§ **输入记录**:
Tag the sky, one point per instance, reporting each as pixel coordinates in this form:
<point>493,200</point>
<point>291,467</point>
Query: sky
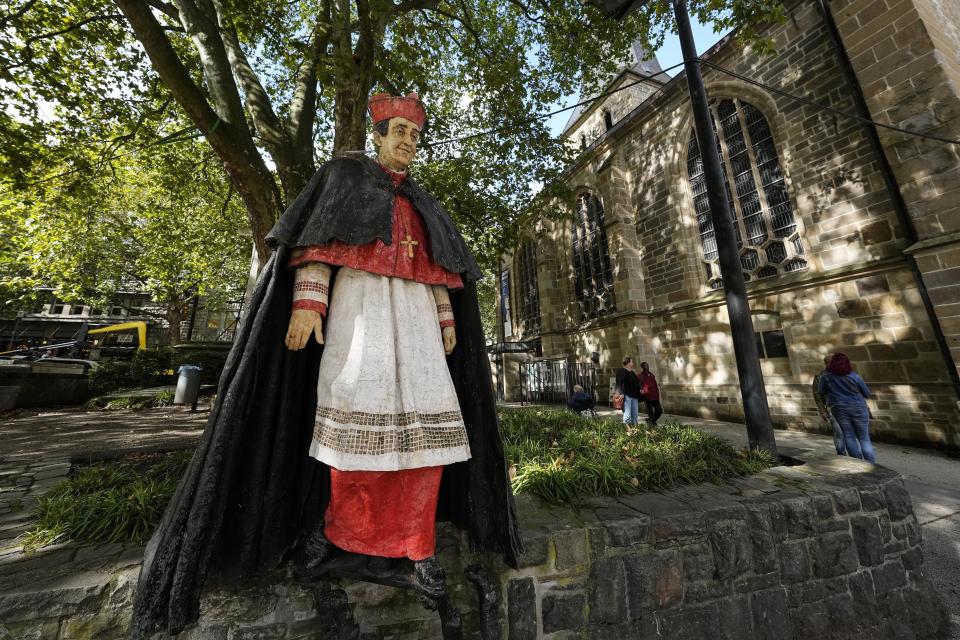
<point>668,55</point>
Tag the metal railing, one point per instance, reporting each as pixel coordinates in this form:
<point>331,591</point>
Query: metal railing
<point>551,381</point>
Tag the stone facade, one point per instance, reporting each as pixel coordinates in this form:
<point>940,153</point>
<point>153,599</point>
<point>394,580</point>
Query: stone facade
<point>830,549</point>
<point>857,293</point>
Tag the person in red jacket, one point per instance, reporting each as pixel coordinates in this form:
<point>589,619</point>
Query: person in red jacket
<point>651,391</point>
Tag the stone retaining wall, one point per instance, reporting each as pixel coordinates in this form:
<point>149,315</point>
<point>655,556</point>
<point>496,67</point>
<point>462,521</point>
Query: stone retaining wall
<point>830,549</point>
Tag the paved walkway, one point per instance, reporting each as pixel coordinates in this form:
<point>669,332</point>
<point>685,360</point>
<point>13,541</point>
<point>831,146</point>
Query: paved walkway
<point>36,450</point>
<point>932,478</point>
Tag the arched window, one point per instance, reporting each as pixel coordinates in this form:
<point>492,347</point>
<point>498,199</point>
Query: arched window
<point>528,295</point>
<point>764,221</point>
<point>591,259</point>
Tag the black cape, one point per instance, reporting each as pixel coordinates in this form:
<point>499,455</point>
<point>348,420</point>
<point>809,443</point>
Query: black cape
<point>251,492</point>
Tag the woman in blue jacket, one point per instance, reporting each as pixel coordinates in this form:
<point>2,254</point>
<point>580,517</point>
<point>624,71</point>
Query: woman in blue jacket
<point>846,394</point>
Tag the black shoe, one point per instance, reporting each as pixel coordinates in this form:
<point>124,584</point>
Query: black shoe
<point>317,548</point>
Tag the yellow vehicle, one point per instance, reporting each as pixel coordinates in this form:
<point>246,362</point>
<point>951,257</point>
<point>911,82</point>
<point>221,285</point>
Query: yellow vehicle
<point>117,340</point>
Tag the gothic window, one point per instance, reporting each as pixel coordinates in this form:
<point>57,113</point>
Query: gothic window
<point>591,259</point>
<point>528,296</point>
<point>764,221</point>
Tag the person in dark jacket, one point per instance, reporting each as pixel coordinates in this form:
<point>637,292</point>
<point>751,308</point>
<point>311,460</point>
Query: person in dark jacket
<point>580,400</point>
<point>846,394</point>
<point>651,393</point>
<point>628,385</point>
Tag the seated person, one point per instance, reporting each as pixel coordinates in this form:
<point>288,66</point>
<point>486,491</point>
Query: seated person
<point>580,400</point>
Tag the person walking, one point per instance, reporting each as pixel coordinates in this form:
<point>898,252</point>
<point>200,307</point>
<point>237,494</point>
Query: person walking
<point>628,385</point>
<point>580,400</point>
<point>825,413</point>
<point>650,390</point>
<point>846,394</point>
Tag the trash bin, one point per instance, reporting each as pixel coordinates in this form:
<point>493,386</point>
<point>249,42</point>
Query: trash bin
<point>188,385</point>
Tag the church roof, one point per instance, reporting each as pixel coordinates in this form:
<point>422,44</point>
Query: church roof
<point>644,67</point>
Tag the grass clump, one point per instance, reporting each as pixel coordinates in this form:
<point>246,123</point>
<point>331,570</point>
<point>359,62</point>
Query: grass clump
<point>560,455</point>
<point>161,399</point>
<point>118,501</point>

==

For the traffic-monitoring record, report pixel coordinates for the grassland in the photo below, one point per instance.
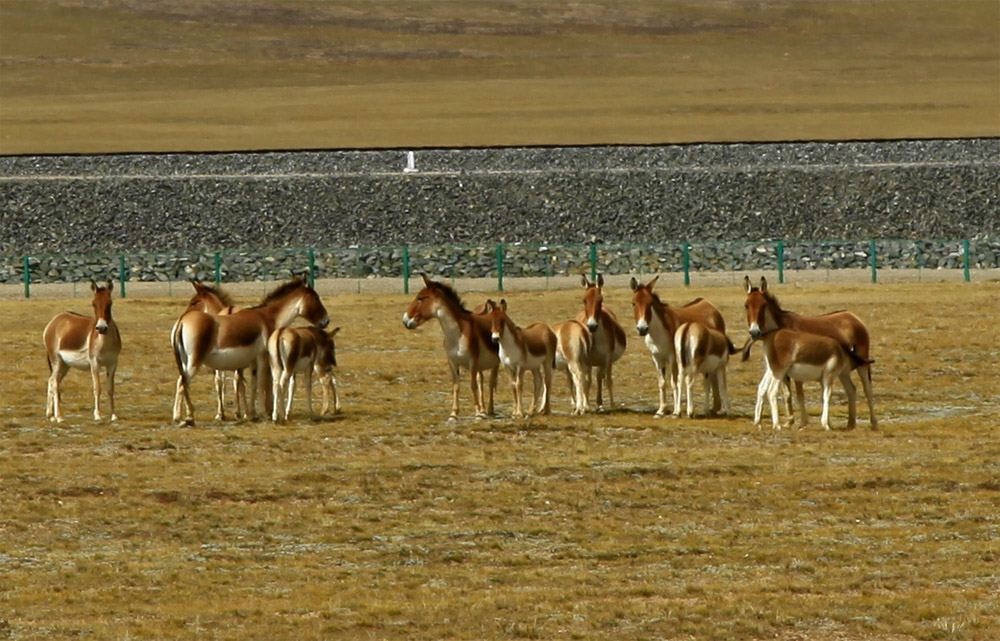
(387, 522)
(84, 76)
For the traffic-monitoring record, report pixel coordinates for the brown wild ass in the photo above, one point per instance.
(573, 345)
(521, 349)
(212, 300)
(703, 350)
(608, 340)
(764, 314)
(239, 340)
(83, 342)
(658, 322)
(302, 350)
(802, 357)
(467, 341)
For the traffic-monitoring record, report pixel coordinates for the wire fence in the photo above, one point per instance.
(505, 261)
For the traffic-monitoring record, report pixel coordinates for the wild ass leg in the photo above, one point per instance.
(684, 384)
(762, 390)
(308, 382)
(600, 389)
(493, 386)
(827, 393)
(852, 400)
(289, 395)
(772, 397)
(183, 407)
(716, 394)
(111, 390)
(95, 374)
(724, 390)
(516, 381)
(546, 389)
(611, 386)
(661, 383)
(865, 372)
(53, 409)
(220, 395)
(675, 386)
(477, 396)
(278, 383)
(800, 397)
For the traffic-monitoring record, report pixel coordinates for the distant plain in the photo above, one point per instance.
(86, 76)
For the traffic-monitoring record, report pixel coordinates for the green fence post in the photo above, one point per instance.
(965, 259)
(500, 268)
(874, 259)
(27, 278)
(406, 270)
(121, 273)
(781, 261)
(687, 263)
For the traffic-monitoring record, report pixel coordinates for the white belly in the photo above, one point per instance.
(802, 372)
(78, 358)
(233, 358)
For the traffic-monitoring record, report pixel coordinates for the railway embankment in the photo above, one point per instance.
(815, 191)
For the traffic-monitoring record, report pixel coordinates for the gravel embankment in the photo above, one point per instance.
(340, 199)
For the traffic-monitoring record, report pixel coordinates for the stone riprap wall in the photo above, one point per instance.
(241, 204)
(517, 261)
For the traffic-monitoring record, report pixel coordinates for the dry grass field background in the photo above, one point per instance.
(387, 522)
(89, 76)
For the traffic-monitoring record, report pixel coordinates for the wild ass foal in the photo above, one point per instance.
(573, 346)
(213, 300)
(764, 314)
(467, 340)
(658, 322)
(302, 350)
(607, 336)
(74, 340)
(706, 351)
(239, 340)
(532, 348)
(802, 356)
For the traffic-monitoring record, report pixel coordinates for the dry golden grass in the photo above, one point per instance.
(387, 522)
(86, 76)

§ **任务说明**: 统计上述记录中含有字符串“dark”的行数，只写出该数字。

§ **任务输出**: 2